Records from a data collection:
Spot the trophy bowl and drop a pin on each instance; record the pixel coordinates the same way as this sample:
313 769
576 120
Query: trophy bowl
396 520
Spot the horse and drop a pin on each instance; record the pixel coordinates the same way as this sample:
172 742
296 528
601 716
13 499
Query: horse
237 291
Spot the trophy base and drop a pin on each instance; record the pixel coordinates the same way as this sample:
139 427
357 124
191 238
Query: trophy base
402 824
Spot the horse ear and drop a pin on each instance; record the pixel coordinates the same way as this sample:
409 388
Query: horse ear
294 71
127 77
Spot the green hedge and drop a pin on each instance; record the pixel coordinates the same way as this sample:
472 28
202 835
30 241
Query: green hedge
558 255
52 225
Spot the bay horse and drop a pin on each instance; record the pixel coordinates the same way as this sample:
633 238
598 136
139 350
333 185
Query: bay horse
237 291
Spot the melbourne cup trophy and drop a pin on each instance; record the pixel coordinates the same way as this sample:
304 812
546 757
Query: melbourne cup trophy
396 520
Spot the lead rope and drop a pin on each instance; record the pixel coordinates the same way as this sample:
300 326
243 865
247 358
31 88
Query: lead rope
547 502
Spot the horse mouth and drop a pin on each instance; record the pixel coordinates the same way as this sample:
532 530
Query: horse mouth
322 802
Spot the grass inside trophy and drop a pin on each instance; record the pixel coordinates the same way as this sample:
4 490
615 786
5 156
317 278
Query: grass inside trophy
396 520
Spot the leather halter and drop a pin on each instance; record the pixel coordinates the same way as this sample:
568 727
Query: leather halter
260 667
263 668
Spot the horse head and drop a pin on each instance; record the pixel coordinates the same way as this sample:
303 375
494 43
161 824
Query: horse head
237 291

Description of the task
Retype every record without alteration.

Result of the exercise
Spot the trophy bowl and drop a pin on each instance; record the pixel coordinates the same way as this sample:
313 769
576 120
Query: trophy bowl
396 520
Spot the horse and drop a pin on each instance; record the pixel coordinates the same way as this sample:
172 742
296 528
601 716
13 499
Query: horse
237 291
Spot the trophy base and drop a pin on each instance; record the pixel coordinates the same way as this sample:
139 427
357 124
191 238
Query: trophy base
402 824
Spot the horse ear and drop a pin on each instance; record the pixel coordinates the same way as this sample:
409 388
Query: horse ear
294 71
127 77
Spot the green hedge and drop a pin on each instance; record the pixel coordinates the same way as this sample:
472 28
202 835
30 241
Query: green hedge
558 255
52 225
Spot the bay horse and drop a pin on each instance; record the pixel coordinates the same way as this sample:
633 238
598 136
139 350
333 185
Query: bay horse
237 291
Spot the melbourne cup trophy and drop a pin on each instance; record the pixel coordinates the same way as this sample:
304 812
546 757
Query: melbourne cup trophy
396 520
Spot the lead rope and drop a pin on each instance; record the pixel coordinates the same way as this sample:
300 326
243 865
247 358
31 88
Query: lead rope
547 502
Spot the horse mouth and drop a pin on each instance; record the pixel coordinates the same way as this sample:
532 530
Query: horse mouth
322 802
Spot the grass inside trophy and drop a pin on each instance; record the pixel coordinates the same way as this sample:
4 490
615 786
5 156
317 278
Query: grass inside trophy
396 520
Spot the leather halter and drop a pin on each instance; record the pixel coordinates the same way as this sample:
568 727
Query: leather halter
260 667
263 668
Spot the horse head and drop a pin on each instance; record the pixel coordinates the same way as this sample:
303 375
494 43
161 824
Query: horse head
237 291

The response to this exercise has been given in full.